• **Exercise instructions**
Please report each line in the records below that contains the word "hair". Treat uppercase and lowercase as different.

• **Supplied material**
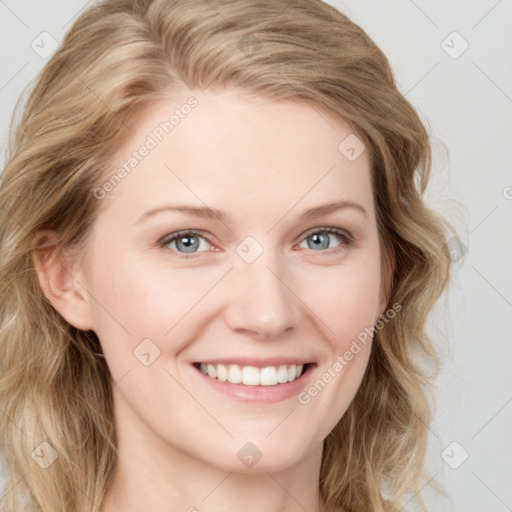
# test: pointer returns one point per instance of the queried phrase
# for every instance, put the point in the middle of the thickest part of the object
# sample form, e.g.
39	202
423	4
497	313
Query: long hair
57	432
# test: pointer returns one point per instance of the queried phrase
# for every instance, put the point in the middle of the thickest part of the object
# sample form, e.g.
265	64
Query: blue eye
188	243
320	239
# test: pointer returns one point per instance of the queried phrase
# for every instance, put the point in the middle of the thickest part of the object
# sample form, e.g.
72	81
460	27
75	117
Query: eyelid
346	236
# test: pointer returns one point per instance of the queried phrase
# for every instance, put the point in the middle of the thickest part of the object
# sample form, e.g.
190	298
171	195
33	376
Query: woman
216	267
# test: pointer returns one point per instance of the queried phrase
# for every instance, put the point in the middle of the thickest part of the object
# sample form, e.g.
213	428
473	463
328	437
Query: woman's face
281	279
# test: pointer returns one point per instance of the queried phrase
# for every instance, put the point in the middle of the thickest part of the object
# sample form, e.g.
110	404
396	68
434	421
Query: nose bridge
261	300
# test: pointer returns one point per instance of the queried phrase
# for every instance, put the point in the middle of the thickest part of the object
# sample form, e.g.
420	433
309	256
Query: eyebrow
214	214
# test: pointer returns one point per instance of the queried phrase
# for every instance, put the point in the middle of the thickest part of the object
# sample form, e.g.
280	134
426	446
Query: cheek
345	299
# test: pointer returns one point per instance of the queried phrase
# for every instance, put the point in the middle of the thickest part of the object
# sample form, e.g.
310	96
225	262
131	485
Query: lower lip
260	394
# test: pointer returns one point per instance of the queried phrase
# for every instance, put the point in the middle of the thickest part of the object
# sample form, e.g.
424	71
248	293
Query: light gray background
467	102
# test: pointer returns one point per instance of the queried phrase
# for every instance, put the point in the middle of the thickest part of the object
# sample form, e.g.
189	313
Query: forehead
246	152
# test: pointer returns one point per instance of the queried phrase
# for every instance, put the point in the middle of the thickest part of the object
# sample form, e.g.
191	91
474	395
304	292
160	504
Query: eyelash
345	236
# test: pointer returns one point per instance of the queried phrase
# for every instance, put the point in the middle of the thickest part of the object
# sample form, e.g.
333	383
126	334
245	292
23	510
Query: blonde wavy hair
118	58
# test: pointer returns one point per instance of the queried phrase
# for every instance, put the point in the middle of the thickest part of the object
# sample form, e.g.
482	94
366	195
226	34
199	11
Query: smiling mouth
253	376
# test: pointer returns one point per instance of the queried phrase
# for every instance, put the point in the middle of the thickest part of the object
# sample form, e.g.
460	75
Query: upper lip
257	362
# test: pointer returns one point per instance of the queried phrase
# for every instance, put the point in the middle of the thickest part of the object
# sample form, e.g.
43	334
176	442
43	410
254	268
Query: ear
61	280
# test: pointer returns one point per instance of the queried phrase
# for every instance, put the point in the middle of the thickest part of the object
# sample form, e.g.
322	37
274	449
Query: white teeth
252	376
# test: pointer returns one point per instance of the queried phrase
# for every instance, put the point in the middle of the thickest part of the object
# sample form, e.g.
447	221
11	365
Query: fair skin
263	164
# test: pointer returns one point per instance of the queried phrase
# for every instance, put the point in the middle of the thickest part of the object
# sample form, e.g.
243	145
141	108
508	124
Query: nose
261	298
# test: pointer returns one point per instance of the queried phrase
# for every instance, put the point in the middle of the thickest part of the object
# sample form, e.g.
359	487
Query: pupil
189	243
320	241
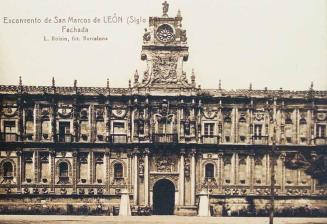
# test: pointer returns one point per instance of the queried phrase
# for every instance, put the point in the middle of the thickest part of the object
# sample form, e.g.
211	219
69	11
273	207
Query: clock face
165	33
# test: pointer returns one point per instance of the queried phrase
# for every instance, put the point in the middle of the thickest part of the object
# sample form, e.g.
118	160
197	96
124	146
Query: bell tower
164	49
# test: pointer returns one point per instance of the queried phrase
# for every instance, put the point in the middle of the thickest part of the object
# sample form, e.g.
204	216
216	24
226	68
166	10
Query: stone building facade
163	138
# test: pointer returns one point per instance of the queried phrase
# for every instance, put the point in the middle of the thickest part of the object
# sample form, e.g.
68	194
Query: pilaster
193	176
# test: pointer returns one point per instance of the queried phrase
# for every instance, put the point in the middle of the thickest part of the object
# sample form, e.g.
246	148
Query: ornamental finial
136	76
179	14
311	86
193	76
53	82
165	7
20	81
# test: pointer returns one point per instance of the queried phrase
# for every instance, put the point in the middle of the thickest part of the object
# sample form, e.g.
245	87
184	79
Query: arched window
63	169
118	170
209	170
7	169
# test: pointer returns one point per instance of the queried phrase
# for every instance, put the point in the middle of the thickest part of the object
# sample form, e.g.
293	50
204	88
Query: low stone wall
68	205
109	205
256	206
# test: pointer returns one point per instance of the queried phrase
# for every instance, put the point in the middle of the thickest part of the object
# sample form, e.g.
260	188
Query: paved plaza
21	219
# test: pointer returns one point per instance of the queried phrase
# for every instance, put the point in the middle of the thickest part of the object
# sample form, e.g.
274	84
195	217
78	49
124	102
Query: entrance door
163	197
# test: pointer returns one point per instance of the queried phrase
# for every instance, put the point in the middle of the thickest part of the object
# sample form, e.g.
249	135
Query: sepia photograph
165	111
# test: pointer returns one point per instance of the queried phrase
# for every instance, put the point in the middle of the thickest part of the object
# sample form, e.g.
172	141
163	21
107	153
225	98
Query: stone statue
165	7
146	35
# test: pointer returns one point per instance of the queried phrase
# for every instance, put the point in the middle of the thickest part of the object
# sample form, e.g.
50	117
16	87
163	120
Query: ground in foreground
48	219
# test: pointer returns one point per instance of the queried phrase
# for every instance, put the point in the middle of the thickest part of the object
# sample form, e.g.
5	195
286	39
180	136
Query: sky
269	43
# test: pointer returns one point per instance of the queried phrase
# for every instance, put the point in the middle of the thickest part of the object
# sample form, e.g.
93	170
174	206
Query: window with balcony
7	170
63	169
209	129
64	132
118	171
209	171
63	173
119	133
258	131
10	131
208	134
321	131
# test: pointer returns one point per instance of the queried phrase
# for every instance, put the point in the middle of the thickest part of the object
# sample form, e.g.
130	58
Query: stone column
251	167
74	172
36	167
220	171
282	161
146	177
52	170
107	170
37	123
91	167
193	177
19	172
135	178
235	169
53	120
181	178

• **Task answer**
Query: long hair
Query: blonde wavy hair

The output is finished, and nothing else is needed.